- [WHAT TO DO]
Retype every entry word for word. Omit the pictures.
--- DATA TO EXAMINE Enclosed Below ---
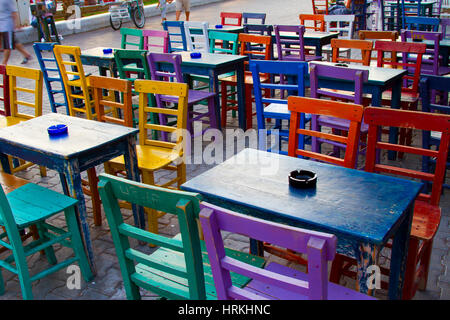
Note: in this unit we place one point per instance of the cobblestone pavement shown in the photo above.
(108, 282)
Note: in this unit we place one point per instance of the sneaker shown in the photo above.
(26, 59)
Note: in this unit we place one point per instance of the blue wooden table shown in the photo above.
(87, 144)
(380, 80)
(362, 209)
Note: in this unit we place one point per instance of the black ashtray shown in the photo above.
(302, 179)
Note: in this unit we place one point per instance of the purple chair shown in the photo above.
(275, 281)
(194, 97)
(319, 90)
(431, 62)
(292, 49)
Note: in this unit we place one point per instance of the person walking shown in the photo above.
(9, 20)
(162, 5)
(183, 4)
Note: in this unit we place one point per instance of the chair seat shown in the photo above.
(10, 121)
(340, 124)
(335, 292)
(172, 258)
(28, 211)
(232, 80)
(426, 220)
(193, 97)
(150, 157)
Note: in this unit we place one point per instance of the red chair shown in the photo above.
(228, 103)
(231, 15)
(5, 97)
(427, 213)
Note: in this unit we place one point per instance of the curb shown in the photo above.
(67, 27)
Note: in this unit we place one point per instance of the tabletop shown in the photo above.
(349, 202)
(83, 135)
(376, 74)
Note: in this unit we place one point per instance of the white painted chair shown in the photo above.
(344, 24)
(197, 42)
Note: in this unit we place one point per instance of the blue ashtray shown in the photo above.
(57, 130)
(196, 55)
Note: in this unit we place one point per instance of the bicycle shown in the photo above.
(130, 9)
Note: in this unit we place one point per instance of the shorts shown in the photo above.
(186, 4)
(7, 40)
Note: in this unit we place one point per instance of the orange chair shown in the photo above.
(228, 103)
(427, 213)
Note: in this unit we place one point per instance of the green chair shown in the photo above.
(31, 205)
(128, 35)
(180, 268)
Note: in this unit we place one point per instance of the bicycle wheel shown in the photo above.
(116, 24)
(138, 17)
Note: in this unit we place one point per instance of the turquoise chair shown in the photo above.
(31, 205)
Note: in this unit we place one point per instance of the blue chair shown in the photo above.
(177, 35)
(422, 23)
(434, 92)
(276, 108)
(51, 74)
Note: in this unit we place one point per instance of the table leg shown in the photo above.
(367, 255)
(132, 169)
(395, 104)
(74, 187)
(399, 256)
(214, 86)
(241, 96)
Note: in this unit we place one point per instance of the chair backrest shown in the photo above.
(236, 18)
(177, 37)
(320, 6)
(342, 24)
(364, 45)
(248, 41)
(5, 94)
(131, 37)
(158, 35)
(276, 68)
(422, 23)
(52, 77)
(319, 90)
(113, 85)
(411, 79)
(318, 21)
(320, 248)
(384, 117)
(217, 47)
(432, 54)
(197, 39)
(348, 111)
(445, 25)
(146, 87)
(184, 205)
(259, 17)
(16, 92)
(132, 62)
(72, 73)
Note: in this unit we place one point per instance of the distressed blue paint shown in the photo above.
(357, 206)
(87, 144)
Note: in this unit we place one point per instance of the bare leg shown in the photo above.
(6, 54)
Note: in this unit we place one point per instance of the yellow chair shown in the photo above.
(75, 81)
(156, 155)
(18, 106)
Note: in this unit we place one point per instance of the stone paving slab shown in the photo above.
(108, 283)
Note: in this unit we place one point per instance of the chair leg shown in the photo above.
(77, 244)
(95, 197)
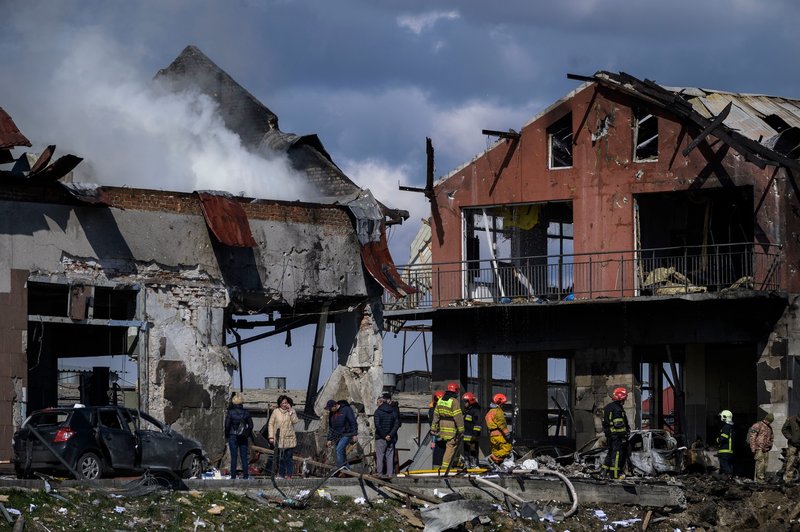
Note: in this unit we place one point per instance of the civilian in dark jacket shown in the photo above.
(342, 428)
(472, 428)
(387, 423)
(238, 428)
(791, 431)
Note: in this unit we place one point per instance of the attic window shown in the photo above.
(559, 138)
(645, 135)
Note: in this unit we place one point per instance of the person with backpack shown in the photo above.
(472, 428)
(342, 428)
(791, 431)
(238, 428)
(725, 442)
(281, 434)
(760, 437)
(387, 423)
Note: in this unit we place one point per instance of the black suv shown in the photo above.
(99, 441)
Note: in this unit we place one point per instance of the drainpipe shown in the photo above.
(491, 252)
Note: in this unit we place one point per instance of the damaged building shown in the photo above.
(161, 276)
(631, 235)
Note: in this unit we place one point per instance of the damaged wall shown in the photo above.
(159, 242)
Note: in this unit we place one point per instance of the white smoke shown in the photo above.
(96, 103)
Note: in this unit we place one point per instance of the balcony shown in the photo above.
(635, 273)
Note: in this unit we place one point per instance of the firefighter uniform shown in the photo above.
(472, 433)
(499, 435)
(448, 425)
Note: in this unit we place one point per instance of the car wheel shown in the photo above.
(192, 466)
(90, 466)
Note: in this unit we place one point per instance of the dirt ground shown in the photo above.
(713, 504)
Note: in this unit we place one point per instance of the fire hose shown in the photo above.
(570, 488)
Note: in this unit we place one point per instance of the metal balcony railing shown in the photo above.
(633, 273)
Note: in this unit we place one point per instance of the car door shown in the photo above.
(117, 438)
(158, 444)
--- End of Enclosed DATA TO EXAMINE ---
- [ANSWER AREA]
Note: in this unit we place one point per instance of the cobblestone pavement shown in the photo above.
(108, 282)
Note: in this unit we place one point per instance of the sneaker shown in the photo above.
(26, 59)
Note: in this unit we place one point per instance of the blue wooden table shown in the photo above.
(87, 144)
(380, 80)
(362, 209)
Note: in this unit we place one point per instance of the black ashtray shown in the photo above.
(302, 179)
Note: in this unit we place one point per instance of the purple chair shown in the photo above.
(275, 281)
(194, 97)
(319, 90)
(431, 62)
(292, 49)
Note: in this unit we place one point per instance of the person walking shown in the photo above.
(9, 20)
(162, 5)
(183, 4)
Note: in this unit we place one point per instance of the chair seat shown in the photo above.
(10, 121)
(340, 124)
(335, 292)
(172, 258)
(28, 211)
(232, 80)
(426, 220)
(193, 97)
(150, 157)
Note: in this unit we place one point per instance of the red chair shown in the photo above.
(228, 103)
(231, 15)
(5, 97)
(427, 213)
Note: in this unit we place one point per instance of the curb shown in the photo above.
(67, 27)
Note: in this unit we place one point per instance of the tabletop shown in the photo above.
(349, 202)
(83, 135)
(376, 74)
Note: in this unit we place one point per instance of the white painted chair shown in the photo above.
(344, 24)
(197, 42)
Note: in this unit we place one point per instance of the blue ashtray shown in the photo above.
(57, 130)
(196, 55)
Note: in this unit we place one point per instance of the bicycle shown in the photo above.
(130, 9)
Note: in this unit we place one point per instance of the shorts shown in the photo above.
(186, 4)
(7, 40)
Note: in this unit we place one point per instance of the orange chair shown in the photo above.
(228, 103)
(427, 213)
Note: in this unit we place one point per instance of the green chair shown in the photo above.
(31, 205)
(128, 35)
(180, 268)
Note: in this unit we place one point per instance of the bicycle wheel shown in the photo above.
(116, 24)
(138, 17)
Note: in this unit we place one point per instance of the turquoise chair shown in the photo above.
(31, 205)
Note: in this unit we place one point per instance of the blue chair shown in the photo above.
(177, 35)
(422, 23)
(434, 92)
(276, 108)
(51, 74)
Note: in this unit we place one point per instance of the table leg shown in the photo above.
(367, 255)
(132, 169)
(395, 104)
(74, 187)
(399, 256)
(214, 86)
(241, 96)
Note: in this unit we place one point per instance of the chair backrest shown in the photo above.
(236, 18)
(177, 37)
(320, 6)
(342, 24)
(364, 45)
(248, 41)
(5, 94)
(131, 37)
(158, 35)
(276, 68)
(422, 23)
(52, 77)
(319, 90)
(113, 85)
(411, 79)
(318, 21)
(320, 248)
(384, 117)
(217, 47)
(432, 54)
(197, 39)
(348, 111)
(445, 25)
(146, 87)
(184, 205)
(259, 17)
(16, 92)
(132, 62)
(72, 73)
Note: in this unit we place one point per instance of the distressed blue paint shown in the photo above.
(357, 206)
(87, 144)
Note: in this unit we place one point per instance of the bare leg shown in the photo above.
(6, 54)
Note: in this unit we place one point per instance of the yellow chair shown in the photo above.
(75, 81)
(156, 155)
(18, 106)
Note: in this unit we place one point per instance of the stone paving slab shown in the photo above.
(108, 283)
Note: in this unit we place one point per instance of the chair leg shown in the photo above.
(77, 244)
(95, 197)
Note: in this unit we place one point per instance of the civilian in dark jacket shown in the photo above.
(342, 428)
(472, 428)
(387, 423)
(238, 428)
(791, 431)
Note: in this unit we place one point per instance of the attic window shown in the photo above.
(559, 138)
(645, 135)
Note: in this unit we place one point per instance of the person with backpack shown in the photo above.
(472, 428)
(342, 428)
(791, 431)
(238, 428)
(725, 442)
(281, 434)
(760, 437)
(387, 423)
Note: in this unit we place one point per instance of the black suv shown in the photo above.
(99, 441)
Note: in this unit we place one point per instance of the drainpipe shown in the photo above.
(491, 252)
Note: in this unit we place one point per instance of the damaged building shown in the photo above.
(161, 276)
(631, 235)
Note: in this unit we place one point per instance of the damaged wall shown in the photo above.
(159, 242)
Note: in this unit we place one point per instance of the white smoke shown in the photo above.
(96, 103)
Note: in this unit we place one point per instance of the balcony shown in the photo above.
(635, 273)
Note: in this unit we place one point per instance of the firefighter uniform shown in the photo above.
(472, 433)
(499, 435)
(448, 425)
Note: in this unit we place one point per instance of the car wheel shown in the photo above.
(192, 466)
(90, 466)
Note: in this unit we place one point per instance of the dirt ground shown in the photo above.
(713, 504)
Note: in this unit we place one point per instance of the fire hose shown in the photo above.
(570, 488)
Note: in this unit we place one point per instance of the metal balcony railing shown in the photo above.
(633, 273)
Note: in this unit we place one point per instance of the car door shown in the photo above.
(117, 438)
(158, 444)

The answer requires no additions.